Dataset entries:
---------------

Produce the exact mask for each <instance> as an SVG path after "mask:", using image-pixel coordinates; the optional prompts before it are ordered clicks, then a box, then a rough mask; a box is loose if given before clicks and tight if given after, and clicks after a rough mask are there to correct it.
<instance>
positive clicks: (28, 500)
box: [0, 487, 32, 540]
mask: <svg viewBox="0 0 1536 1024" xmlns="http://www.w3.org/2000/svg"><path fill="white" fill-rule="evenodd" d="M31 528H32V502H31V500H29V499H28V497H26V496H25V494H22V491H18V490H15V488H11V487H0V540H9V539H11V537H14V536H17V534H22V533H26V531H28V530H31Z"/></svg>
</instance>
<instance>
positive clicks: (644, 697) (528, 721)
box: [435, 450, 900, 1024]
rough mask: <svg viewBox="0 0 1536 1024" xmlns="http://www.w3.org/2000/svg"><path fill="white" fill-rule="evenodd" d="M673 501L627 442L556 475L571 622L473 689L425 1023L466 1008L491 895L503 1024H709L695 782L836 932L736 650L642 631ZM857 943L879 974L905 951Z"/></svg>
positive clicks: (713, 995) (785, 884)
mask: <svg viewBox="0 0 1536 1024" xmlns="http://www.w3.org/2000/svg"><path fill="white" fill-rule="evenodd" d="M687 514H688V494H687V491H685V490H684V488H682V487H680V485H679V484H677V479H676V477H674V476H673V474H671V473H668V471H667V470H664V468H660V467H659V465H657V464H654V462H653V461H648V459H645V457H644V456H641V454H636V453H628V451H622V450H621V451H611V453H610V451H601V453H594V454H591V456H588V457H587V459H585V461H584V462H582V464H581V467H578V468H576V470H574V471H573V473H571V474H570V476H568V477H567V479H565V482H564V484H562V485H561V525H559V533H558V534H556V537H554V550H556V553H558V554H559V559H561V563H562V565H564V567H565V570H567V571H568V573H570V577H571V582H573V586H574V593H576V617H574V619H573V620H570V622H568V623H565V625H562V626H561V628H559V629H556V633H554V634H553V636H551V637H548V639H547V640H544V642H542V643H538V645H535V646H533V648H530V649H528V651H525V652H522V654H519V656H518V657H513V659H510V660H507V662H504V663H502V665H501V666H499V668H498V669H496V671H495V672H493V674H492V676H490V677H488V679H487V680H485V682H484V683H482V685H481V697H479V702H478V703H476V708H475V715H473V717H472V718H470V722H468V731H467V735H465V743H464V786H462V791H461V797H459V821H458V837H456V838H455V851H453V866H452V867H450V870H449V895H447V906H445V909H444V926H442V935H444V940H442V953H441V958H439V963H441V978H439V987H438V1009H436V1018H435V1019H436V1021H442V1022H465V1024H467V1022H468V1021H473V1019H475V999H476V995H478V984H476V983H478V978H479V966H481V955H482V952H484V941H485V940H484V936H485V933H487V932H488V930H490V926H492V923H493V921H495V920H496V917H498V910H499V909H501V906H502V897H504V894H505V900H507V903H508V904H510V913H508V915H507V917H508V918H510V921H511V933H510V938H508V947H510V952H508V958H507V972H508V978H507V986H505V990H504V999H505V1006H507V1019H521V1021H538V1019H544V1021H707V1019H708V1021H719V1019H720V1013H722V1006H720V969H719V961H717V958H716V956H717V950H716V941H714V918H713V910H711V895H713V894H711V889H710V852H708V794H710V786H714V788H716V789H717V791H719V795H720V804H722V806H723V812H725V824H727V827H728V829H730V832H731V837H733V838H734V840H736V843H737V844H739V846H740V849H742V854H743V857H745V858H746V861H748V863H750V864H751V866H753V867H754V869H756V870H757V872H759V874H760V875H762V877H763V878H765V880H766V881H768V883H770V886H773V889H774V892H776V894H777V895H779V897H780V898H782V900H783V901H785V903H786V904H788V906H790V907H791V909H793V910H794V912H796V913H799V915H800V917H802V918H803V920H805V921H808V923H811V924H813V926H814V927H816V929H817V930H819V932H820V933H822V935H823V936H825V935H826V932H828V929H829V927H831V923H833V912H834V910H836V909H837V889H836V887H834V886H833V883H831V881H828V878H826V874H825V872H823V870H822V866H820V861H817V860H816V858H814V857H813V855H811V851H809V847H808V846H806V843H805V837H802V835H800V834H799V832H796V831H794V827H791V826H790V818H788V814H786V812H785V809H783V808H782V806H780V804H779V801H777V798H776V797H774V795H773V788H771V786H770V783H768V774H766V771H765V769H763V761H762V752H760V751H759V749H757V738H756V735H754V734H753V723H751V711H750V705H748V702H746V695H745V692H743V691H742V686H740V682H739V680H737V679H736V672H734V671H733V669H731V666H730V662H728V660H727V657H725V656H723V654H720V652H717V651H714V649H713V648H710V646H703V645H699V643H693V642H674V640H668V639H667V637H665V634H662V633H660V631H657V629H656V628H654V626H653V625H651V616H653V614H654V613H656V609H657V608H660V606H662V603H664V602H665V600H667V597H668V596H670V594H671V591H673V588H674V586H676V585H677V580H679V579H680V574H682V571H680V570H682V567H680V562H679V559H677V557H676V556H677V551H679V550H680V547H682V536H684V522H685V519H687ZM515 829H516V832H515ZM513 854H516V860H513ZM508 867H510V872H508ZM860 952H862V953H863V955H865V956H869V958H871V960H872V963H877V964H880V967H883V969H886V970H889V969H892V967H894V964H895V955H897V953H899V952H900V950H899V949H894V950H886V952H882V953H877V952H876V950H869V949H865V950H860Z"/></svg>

---------------

Could you set down, word for word, only the lines above from the line with "positive clicks: (644, 697) (528, 721)" to the line with "rough mask: <svg", including both?

*WRITTEN ANSWER*:
positive clicks: (644, 697) (528, 721)
box: [435, 450, 900, 1024]
rough mask: <svg viewBox="0 0 1536 1024" xmlns="http://www.w3.org/2000/svg"><path fill="white" fill-rule="evenodd" d="M673 501L627 442L556 475L571 622L473 689L425 1023L466 1008L491 895L503 1024H709L695 782L836 932L736 650L642 631ZM857 943L879 974L905 951Z"/></svg>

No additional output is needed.